# Exercise details:
The copy has to match the data exactly and leave out every picture.
(Beginning of Records supplied)
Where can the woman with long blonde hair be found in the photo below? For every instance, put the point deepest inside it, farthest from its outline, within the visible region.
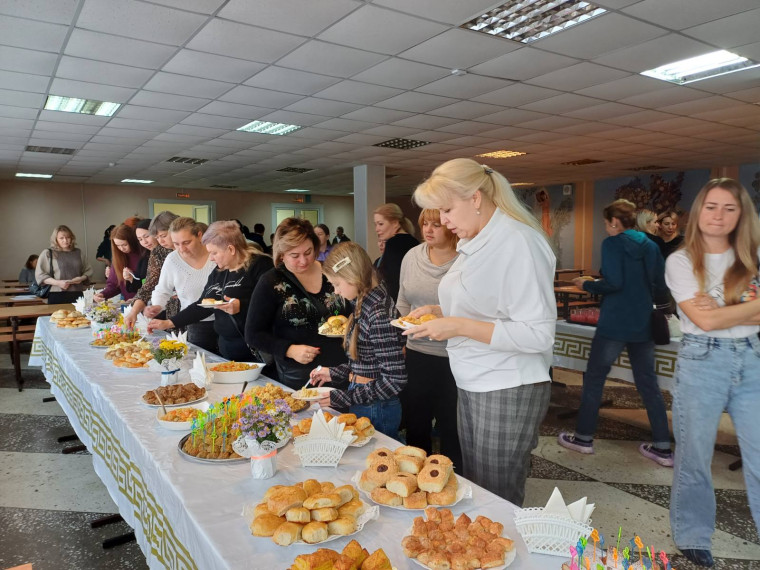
(375, 373)
(499, 315)
(715, 280)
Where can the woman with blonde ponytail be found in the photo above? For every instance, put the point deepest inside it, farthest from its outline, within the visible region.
(397, 231)
(498, 315)
(375, 372)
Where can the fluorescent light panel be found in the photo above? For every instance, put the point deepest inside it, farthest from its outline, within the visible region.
(266, 128)
(701, 67)
(30, 175)
(530, 20)
(84, 106)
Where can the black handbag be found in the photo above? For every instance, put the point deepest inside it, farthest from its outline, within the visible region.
(42, 291)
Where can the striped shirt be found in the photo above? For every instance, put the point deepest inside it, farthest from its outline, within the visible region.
(381, 357)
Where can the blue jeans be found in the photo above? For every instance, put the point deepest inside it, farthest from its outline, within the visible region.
(385, 415)
(712, 374)
(604, 351)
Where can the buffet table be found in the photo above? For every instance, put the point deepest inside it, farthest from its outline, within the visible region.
(188, 514)
(572, 345)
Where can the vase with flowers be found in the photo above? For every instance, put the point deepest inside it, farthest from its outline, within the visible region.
(264, 427)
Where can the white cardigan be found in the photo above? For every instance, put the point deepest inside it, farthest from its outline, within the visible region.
(504, 275)
(188, 282)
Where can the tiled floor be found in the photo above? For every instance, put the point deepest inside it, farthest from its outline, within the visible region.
(47, 499)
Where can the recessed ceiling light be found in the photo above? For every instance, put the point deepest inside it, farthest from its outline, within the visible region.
(30, 175)
(84, 106)
(502, 154)
(266, 128)
(530, 20)
(701, 67)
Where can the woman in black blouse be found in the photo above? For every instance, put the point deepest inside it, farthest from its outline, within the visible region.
(396, 231)
(290, 303)
(239, 268)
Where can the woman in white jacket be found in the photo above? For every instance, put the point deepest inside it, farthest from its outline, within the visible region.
(499, 317)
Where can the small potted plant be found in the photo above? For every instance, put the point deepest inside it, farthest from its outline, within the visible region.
(265, 427)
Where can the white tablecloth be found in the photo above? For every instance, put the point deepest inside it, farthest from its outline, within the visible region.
(572, 345)
(186, 514)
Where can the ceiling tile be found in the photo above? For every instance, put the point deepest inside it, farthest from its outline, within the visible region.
(357, 92)
(245, 42)
(260, 97)
(184, 84)
(313, 17)
(115, 49)
(211, 66)
(401, 73)
(139, 20)
(681, 14)
(463, 87)
(578, 77)
(459, 48)
(449, 11)
(291, 80)
(523, 64)
(321, 57)
(102, 72)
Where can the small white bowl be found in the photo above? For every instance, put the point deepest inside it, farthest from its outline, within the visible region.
(236, 377)
(180, 426)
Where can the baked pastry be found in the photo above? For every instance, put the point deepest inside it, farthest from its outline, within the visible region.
(282, 500)
(403, 484)
(411, 450)
(325, 514)
(386, 497)
(416, 500)
(314, 532)
(298, 514)
(287, 533)
(342, 526)
(265, 525)
(433, 478)
(408, 463)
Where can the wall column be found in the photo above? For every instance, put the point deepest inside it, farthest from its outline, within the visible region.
(369, 193)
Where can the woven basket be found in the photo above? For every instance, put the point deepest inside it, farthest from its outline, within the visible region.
(318, 452)
(549, 534)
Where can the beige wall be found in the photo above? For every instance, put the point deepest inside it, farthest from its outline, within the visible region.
(30, 211)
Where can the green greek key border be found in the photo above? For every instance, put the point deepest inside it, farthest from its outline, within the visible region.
(579, 347)
(163, 542)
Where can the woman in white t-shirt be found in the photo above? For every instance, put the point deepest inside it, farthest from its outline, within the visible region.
(714, 280)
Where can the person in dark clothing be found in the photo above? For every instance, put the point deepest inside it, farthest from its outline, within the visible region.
(239, 269)
(289, 305)
(634, 278)
(397, 232)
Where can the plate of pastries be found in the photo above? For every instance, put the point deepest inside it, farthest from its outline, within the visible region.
(309, 512)
(334, 326)
(174, 395)
(408, 322)
(440, 541)
(130, 355)
(72, 320)
(352, 557)
(361, 427)
(409, 479)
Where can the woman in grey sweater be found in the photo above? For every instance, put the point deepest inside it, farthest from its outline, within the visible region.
(431, 391)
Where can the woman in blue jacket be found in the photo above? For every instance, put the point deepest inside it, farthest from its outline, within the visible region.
(633, 271)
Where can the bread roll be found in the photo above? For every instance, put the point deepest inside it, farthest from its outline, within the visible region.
(314, 532)
(342, 526)
(299, 515)
(265, 525)
(287, 533)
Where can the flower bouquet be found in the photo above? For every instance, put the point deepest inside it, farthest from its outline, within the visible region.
(167, 355)
(264, 427)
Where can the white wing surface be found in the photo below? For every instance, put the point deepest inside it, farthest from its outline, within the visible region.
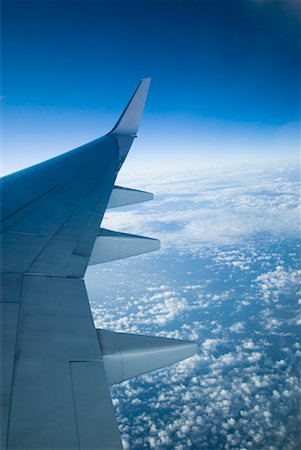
(End of Records supplied)
# Solution to this task:
Where can the woman with long blonde hair be found in the photo below? For every instance, put the point deepest inside it, farthest from its outline, within the visible region.
(375, 373)
(499, 315)
(715, 280)
Where can the woman with blonde ponytail be found in the photo above? For every instance, put the point deepest inside it, farthest from its outline, within the visible region.
(397, 231)
(498, 315)
(375, 372)
Where can the fluorescent light panel be found in the photo above? For every instance, put the point deepest inside it, farthest from its outline, within the visible region.
(266, 128)
(701, 67)
(30, 175)
(530, 20)
(84, 106)
Where can the black handbag be found in the photo above? For every instance, put the point deepest inside it, farthest from its outline, within the visible region.
(42, 291)
Where can the striped shirt be found in the photo above? For every instance, put the point deepest inside it, farthest from its outline, within the visible region.
(381, 357)
Where can the blue jeans be found in the photo above? For every instance, put the point deepest inside it, farthest from its outline, within the visible region.
(385, 415)
(712, 374)
(604, 351)
Where can the buffet table be found in the photo above? For every instance, put the point deepest inside it, farthest from its outline, within the visible region.
(188, 514)
(572, 345)
Where can the vase with flowers be found in the photo above? For every instance, put the point deepest inside it, farthest from its outline, within the visible region.
(264, 427)
Where can the white cardigan be found in the photo above? For every instance, put the point deepest inside it, farthest from its outline, within the visible region.
(504, 275)
(188, 282)
Where can the tiled floor be found in the photo above? For every instance, put the point deepest inside it, farthest from its outline, within the visible region.
(47, 499)
Where can the recessed ceiling light be found in the photo above? For every instance, put the point deepest inside it, farthest from its outline, within the visible region.
(30, 175)
(84, 106)
(502, 154)
(266, 128)
(530, 20)
(701, 67)
Where can the woman in black blouse be found in the photo above? For every instance, put the point deepest inside it, farthest from its outline, within the visible region.
(396, 231)
(290, 303)
(239, 268)
Where can the woman in white jacket be found in the photo above? For every instance, put the point deepest inside it, farthest from its outline, within the visible region.
(499, 317)
Where can the small potted plant be found in the photo above? For every instance, put the point deepest inside it, farthest from its outline, within the visible region.
(265, 427)
Where can the white tablecloth be found in the photo above? For every instance, put the point deepest inside it, farthest from its outline, within the visible region.
(572, 345)
(186, 514)
Where can the ceiling tile be found in the photo above? For every instance, put the point deepest inside it, farthest from its outline, within the visible region.
(357, 92)
(245, 42)
(260, 97)
(184, 84)
(313, 17)
(115, 49)
(211, 66)
(401, 73)
(139, 20)
(681, 14)
(463, 87)
(578, 77)
(459, 48)
(449, 11)
(291, 80)
(523, 64)
(321, 57)
(102, 72)
Where can the small white bowl be found in the photo above? For every instance, put the point deepest inside it, farthest from its outline, within the visible region.
(236, 377)
(180, 426)
Where can the baked pastry be found in the photo above? For every instance, put the point deepest inside it, farthest from its outline, within the visible region.
(282, 500)
(403, 484)
(411, 450)
(325, 514)
(386, 497)
(416, 500)
(314, 532)
(298, 514)
(287, 533)
(342, 526)
(265, 525)
(433, 478)
(408, 463)
Where can the wall column be found in the photo above? For every instance, put the point deepest inside it, farthest from its outline, within the visible region.
(369, 193)
Where can the woven basket be found in the photo above? For every instance, put the point deepest inside it, farthest from its outline, within the visible region.
(318, 452)
(549, 534)
Where can the beige wall be found in the photo above? For every instance, put the point deepest inside it, farthest from its outline, within the visible region.
(30, 211)
Where can the green greek key border be found in the photo above? For every instance, put the point deepest inside it, farthest from its outline, within the visible region.
(579, 347)
(163, 542)
Where can the woman in white t-shirt be found in the photo above? For every instance, put the point deepest inside it, farthest from its outline, within the visible region.
(714, 280)
Where can the person in dark clothing be found in the photo above? For every instance, put the point deepest inside it, farthest from its outline, within the visible region.
(239, 269)
(289, 305)
(634, 278)
(397, 232)
Where can the plate of pastries be found in the photo above? For every instance, put the point deepest inside it, farthest from its outline, within the visible region.
(309, 512)
(334, 326)
(174, 395)
(408, 322)
(440, 541)
(130, 355)
(72, 320)
(352, 557)
(361, 427)
(409, 479)
Where can the woman in grey sweater be found in the photo above? For every instance, put the point deepest inside it, farthest from its outline, within the visible region.
(431, 391)
Where can the woman in blue jacket be found in the photo above? For every instance, put the point deepest inside it, farthest from its outline, within the visible region.
(633, 271)
Where can the bread roll be found in the photo above? For every instance, put the point deepest inside it, farthest from its outline, within the visible region.
(314, 532)
(342, 526)
(299, 515)
(265, 525)
(287, 533)
Where can the flower bouquet be found in the photo above? For every instance, put the point deepest inside it, farthest from its outline, within the visible region.
(167, 355)
(264, 427)
Where can the white wing surface be found in the photo below? For every instance, put the point deepest inside it, farthest from its outline, within the visible region.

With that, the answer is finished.